* [Objectif A]:
Recopiez sans rien changer les lignes à traiter, depuis celle qui contient "of the player's" jusqu'à la dernière de ces lignes.

== Extrait présenté

Petit-Déjeuner Géo-économie animé par Christine Ockrent en compagnie de Natacha Valla et Claire Demesmay

À quelques semaines des législatives allemandes, Natacha Valla en tandem avec Claire Demesmay, lors d’un petit déjeuner géo économie, en partenariat avec Alix Partners, modéré par Christine Ockrent, ont livré aux membres et invités d’Aspen leurs interrogations sur le futur indécis de la Bundesrepublik Deutschland.

 

Natacha VALLA –

Natacha Valla est doyenne de l’École de management et d’innovation de Sciences Po. Jusqu’en 2020, elle a été directrice générale adjointe pour la politique monétaire à la BCE. Entre 2015 et 2018, elle a été cheffe de la Division Politique et Stratégie de la BEI et membre permanent du Conseil d’Analyse Économique (CAE). Elle a été directrice exécutive de Goldman Sachs Global Economic Research entre 2008 et 2014. Elle a travaillé comme économiste à la BCE entre 2001 et 2008, détachée en 2005 à la Direction des études de la Banque de France. Elle a également été consultante pour le FMI et l’OCDE, et a enseigné à l’université de New York (NYU) et aux universités de Florence, Paris-Dauphine, HEC et Sciences Po Paris. Elle est également membre du conseil d’administration des groupes ASF/Cofiroute, LVMH, SCOR et Wakam. Natacha Valla a obtenu un doctorat en économie de l’Institut universitaire européen (Florence) en 2003.

====
== Lignes à traiter

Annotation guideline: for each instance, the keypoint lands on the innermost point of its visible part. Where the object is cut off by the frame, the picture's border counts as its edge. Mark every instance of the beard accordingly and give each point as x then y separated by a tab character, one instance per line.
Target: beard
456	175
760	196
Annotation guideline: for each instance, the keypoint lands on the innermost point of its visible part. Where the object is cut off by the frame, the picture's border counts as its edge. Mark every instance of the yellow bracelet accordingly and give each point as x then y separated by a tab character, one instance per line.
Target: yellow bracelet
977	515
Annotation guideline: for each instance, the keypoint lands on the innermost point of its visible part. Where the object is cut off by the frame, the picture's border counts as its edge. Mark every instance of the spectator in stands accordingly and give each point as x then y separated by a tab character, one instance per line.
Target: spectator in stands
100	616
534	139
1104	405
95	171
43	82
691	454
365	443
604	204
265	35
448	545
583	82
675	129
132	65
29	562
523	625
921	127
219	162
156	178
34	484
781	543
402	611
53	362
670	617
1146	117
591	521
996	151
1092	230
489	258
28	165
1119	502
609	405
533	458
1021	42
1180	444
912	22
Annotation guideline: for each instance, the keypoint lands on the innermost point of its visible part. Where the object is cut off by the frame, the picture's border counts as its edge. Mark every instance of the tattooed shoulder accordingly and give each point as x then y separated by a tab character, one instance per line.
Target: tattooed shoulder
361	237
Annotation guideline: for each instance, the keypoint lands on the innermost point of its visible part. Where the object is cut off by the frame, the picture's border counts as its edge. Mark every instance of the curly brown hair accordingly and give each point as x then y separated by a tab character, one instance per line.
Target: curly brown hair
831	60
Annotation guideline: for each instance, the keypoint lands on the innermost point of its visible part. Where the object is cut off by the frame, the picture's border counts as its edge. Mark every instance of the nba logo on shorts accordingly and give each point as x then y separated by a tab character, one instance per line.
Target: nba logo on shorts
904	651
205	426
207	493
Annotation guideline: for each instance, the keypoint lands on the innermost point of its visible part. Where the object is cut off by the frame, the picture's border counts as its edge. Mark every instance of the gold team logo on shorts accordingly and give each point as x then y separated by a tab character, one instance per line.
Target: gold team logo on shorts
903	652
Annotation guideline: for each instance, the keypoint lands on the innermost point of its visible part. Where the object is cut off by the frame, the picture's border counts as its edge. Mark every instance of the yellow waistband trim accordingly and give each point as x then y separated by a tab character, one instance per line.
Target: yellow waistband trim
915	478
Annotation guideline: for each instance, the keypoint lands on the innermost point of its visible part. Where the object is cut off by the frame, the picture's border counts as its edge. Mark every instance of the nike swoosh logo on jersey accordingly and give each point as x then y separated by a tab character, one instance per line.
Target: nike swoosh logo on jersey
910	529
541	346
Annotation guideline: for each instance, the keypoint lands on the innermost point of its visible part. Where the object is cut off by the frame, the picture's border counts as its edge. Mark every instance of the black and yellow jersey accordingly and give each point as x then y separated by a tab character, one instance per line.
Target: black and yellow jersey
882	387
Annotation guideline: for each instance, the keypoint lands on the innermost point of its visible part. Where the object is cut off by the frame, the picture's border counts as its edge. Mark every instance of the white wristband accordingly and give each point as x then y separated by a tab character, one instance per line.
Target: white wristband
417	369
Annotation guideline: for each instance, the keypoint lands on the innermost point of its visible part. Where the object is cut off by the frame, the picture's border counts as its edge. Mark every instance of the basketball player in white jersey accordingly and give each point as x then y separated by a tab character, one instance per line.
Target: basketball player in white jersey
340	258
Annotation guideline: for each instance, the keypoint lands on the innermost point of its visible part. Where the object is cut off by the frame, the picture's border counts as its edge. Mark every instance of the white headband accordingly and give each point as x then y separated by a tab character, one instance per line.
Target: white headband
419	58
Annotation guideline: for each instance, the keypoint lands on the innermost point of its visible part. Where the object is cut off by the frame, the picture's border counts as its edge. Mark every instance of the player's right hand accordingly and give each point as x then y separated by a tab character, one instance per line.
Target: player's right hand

====

* [Objectif B]:
Réécrivez le texte sur le petit-déjeuner géo-économie de "À quelques semaines" à "la Bundesrepublik Deutschland.", en remplaçant "Alix Partners" par "Bain & Company".

* [Réponse rédigée A]:
Annotation guideline: for each instance, the keypoint lands on the innermost point of its visible part. Where the object is cut off by the frame, the picture's border counts as its edge. Mark every instance of the player's right hand accordingly and give each point as x then y separated by a tab character, one instance per line.
Target: player's right hand

* [Réponse rédigée B]:
À quelques semaines des législatives allemandes, Natacha Valla en tandem avec Claire Demesmay, lors d’un petit déjeuner géo économie, en partenariat avec Bain & Company, modéré par Christine Ockrent, ont livré aux membres et invités d’Aspen leurs interrogations sur le futur indécis de la Bundesrepublik Deutschland.